▶ Information supplied
________

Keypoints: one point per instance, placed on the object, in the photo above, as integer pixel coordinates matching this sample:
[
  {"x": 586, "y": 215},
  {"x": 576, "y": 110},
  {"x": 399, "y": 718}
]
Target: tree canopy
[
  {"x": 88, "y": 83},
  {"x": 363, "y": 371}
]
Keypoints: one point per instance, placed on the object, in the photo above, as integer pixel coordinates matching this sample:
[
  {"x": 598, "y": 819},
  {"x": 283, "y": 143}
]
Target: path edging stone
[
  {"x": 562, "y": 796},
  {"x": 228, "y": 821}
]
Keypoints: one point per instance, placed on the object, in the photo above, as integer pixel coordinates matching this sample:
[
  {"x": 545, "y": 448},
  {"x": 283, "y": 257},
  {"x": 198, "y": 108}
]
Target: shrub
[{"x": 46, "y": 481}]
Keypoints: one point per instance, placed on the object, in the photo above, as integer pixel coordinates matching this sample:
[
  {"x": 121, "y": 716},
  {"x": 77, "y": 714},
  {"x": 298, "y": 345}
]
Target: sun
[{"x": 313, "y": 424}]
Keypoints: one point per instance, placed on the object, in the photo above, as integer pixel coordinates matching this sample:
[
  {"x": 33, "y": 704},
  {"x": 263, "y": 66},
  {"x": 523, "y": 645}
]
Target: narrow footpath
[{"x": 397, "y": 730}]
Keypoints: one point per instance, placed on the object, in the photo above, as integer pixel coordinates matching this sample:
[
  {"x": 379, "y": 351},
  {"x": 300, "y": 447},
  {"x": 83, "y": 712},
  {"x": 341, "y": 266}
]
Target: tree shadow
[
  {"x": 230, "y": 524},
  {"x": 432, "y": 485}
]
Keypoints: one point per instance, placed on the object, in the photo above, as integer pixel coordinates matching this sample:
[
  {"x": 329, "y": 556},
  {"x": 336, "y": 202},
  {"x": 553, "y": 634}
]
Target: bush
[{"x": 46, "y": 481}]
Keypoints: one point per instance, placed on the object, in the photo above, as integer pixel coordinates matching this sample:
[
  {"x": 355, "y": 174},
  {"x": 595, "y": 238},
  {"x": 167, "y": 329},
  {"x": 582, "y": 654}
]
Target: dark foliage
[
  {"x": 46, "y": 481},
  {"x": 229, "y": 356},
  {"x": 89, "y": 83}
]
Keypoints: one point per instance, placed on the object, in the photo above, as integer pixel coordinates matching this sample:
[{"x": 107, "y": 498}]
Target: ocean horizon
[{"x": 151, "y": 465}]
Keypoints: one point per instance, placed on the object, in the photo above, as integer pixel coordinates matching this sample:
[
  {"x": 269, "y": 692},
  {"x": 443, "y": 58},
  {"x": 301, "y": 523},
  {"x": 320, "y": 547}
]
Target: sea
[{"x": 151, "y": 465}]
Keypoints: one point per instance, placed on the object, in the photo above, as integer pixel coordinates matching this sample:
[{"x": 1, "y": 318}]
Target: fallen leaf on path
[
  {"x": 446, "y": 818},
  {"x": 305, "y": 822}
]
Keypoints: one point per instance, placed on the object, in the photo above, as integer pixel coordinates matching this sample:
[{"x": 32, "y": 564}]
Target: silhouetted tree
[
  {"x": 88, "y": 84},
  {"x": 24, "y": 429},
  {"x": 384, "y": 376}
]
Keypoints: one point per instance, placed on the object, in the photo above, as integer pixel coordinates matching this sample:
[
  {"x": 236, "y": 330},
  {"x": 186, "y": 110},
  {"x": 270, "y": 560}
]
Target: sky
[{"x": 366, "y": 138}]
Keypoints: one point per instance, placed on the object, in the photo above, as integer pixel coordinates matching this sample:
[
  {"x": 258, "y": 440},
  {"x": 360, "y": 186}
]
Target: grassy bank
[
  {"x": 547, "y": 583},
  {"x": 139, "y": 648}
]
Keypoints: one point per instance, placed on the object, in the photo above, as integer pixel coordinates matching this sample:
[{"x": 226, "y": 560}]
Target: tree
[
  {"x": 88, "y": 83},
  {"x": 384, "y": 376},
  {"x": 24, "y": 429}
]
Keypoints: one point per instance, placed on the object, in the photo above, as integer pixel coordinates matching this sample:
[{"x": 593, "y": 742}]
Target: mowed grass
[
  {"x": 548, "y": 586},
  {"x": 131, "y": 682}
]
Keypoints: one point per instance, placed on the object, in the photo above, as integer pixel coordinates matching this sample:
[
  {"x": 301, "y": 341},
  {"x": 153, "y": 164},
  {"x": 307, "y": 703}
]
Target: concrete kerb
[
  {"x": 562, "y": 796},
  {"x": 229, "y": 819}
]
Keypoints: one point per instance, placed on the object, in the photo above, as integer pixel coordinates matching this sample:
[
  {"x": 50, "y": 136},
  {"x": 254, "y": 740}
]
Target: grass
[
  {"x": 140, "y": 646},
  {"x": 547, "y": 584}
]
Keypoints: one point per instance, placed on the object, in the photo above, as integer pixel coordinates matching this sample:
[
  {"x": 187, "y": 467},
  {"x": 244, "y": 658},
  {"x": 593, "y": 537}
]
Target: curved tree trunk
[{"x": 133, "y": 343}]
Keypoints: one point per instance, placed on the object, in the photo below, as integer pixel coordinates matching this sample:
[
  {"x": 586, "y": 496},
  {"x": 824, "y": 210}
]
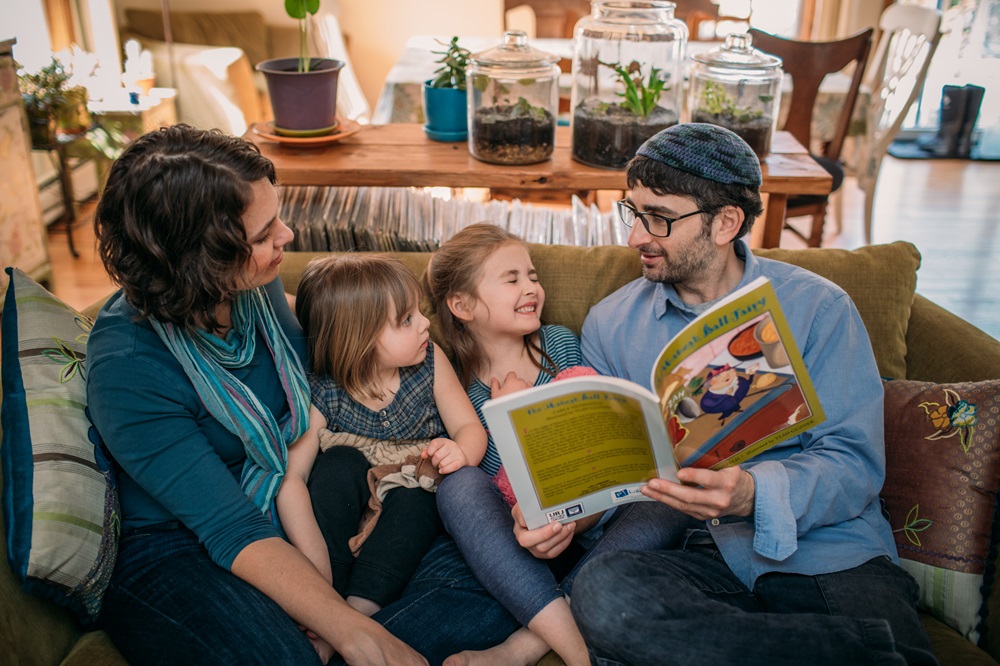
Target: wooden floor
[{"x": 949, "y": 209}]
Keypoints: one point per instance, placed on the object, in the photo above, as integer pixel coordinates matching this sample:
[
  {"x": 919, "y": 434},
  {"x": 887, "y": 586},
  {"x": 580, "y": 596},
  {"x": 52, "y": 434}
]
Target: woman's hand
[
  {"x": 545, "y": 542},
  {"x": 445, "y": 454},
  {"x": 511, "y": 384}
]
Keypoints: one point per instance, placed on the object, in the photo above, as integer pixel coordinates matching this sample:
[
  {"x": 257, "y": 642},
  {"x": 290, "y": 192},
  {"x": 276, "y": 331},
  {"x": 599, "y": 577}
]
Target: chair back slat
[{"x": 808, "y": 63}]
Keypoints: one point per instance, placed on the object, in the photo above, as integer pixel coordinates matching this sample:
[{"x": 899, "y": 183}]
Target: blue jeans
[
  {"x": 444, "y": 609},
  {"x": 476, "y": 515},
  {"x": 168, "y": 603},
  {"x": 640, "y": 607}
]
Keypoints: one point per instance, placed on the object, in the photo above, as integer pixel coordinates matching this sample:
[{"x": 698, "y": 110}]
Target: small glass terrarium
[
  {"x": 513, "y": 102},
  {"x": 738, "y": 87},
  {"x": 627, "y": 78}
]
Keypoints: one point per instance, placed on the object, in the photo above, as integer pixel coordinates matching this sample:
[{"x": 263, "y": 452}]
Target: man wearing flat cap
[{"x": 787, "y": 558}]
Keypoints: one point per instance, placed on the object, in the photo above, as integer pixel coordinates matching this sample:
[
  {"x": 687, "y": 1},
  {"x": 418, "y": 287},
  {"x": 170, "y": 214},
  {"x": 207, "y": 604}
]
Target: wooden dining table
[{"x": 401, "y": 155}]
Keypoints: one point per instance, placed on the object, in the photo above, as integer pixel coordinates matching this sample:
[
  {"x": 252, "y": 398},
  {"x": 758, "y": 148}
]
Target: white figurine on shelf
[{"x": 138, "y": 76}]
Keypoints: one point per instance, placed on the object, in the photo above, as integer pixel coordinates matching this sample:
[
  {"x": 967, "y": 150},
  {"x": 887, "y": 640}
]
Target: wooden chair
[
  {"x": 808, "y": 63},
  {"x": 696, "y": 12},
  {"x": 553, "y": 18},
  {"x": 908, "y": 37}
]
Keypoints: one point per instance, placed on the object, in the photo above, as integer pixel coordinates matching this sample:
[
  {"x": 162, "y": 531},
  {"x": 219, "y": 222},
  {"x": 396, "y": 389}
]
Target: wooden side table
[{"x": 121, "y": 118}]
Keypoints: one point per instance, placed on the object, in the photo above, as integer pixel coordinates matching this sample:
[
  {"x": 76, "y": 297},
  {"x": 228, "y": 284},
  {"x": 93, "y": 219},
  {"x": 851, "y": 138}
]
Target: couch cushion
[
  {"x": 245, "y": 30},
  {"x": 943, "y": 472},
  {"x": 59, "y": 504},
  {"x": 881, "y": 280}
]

________

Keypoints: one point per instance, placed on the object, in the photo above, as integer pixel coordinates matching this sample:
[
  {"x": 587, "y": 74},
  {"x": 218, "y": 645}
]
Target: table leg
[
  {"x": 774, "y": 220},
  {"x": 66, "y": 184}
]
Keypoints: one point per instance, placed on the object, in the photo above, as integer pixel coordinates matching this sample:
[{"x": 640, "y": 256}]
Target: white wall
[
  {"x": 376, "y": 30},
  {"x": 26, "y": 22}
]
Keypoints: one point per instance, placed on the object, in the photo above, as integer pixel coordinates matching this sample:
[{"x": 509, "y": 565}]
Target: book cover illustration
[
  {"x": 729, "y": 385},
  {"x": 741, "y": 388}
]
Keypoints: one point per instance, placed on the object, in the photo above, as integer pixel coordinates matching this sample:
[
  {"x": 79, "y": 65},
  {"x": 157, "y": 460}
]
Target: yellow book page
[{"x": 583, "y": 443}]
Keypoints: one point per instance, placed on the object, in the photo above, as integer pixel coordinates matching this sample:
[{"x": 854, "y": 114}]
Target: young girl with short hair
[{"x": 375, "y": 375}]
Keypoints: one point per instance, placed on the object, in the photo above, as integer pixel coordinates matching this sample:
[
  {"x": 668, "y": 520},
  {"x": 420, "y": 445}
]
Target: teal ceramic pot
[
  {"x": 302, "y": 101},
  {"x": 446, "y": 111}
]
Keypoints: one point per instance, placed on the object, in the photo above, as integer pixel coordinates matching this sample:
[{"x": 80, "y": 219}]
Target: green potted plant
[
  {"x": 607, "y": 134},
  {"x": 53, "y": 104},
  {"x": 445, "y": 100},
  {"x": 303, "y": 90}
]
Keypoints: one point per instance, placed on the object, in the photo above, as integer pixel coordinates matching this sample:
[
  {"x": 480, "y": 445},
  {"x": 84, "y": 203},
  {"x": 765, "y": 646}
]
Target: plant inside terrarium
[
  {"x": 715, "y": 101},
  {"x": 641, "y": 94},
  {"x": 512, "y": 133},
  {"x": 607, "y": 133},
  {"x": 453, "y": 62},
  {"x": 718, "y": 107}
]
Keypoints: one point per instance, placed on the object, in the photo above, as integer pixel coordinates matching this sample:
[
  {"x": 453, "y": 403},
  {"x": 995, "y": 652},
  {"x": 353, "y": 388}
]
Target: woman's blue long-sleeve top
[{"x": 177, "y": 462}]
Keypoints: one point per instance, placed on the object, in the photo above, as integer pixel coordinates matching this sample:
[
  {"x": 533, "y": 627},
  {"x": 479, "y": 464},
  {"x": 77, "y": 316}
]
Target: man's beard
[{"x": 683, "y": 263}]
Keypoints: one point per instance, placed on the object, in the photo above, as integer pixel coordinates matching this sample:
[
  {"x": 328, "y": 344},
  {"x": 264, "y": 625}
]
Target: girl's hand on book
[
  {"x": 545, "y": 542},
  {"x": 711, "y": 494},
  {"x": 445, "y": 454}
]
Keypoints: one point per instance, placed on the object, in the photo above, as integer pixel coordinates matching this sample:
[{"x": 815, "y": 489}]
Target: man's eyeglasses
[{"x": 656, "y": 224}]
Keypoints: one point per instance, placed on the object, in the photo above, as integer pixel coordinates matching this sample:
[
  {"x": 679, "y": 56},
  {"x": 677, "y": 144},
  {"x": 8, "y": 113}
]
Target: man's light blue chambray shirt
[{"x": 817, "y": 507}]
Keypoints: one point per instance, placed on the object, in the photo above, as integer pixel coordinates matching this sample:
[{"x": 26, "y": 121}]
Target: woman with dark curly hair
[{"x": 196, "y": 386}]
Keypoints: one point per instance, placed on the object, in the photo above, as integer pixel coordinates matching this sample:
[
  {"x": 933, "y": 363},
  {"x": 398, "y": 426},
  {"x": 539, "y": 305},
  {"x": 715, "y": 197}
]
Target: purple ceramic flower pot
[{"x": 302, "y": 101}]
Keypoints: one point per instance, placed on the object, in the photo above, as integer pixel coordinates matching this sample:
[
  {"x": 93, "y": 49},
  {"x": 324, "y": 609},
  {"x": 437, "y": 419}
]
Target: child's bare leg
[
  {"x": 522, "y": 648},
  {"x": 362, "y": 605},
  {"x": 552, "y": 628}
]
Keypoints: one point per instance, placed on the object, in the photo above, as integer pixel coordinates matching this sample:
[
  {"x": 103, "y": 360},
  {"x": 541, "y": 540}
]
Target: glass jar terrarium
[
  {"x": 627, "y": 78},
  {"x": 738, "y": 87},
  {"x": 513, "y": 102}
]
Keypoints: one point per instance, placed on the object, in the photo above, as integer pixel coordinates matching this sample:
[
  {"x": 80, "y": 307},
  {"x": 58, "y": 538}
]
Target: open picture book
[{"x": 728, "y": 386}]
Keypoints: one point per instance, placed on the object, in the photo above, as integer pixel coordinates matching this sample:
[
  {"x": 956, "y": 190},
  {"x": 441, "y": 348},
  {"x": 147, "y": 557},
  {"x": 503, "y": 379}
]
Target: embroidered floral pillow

________

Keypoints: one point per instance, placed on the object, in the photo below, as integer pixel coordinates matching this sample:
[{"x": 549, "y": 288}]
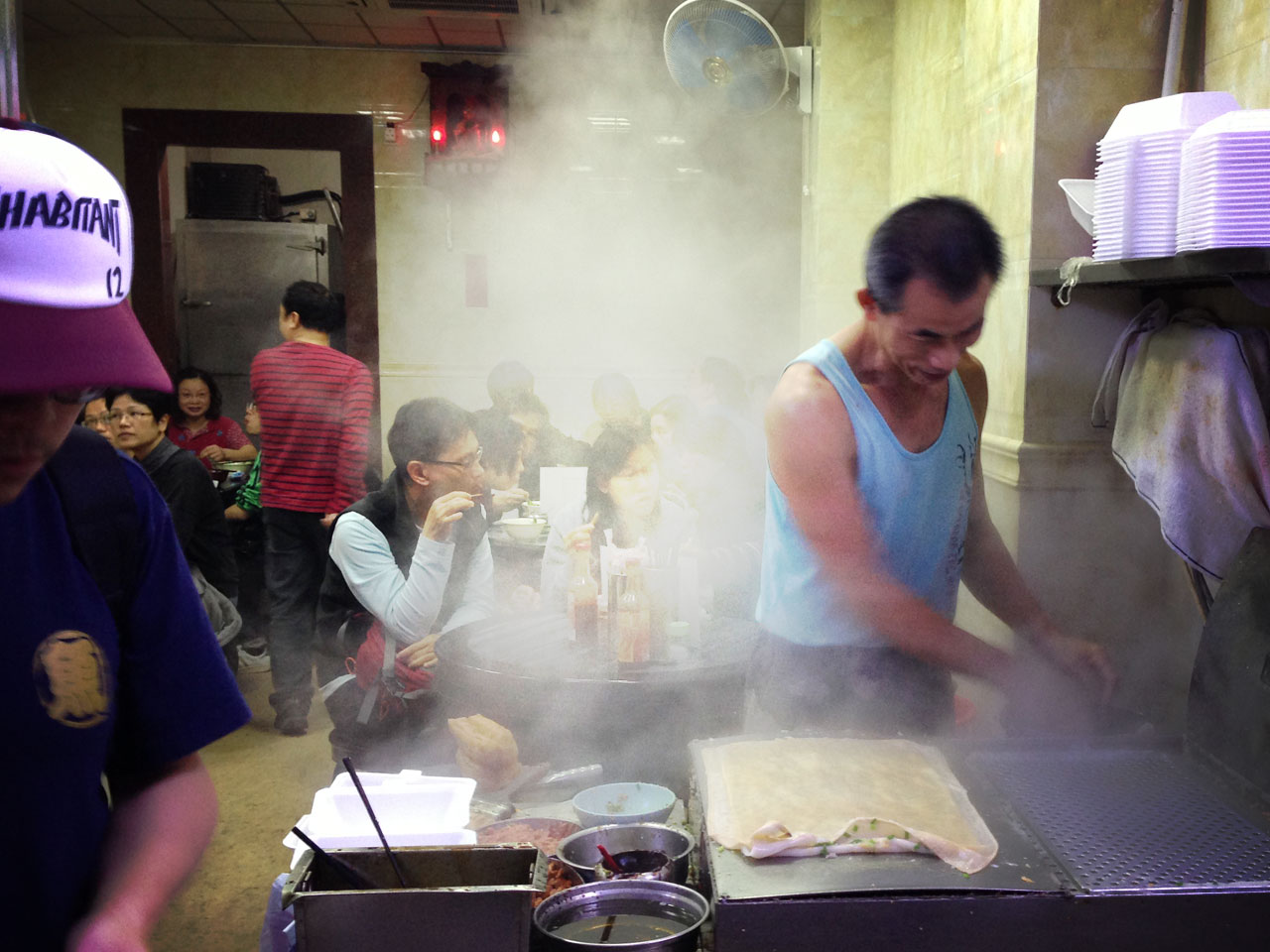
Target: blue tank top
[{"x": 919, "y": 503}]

________

Pull out every line in the rows above that contains the string "white". Case matters.

▶ Response
Target: white figurine on shelf
Target: white wall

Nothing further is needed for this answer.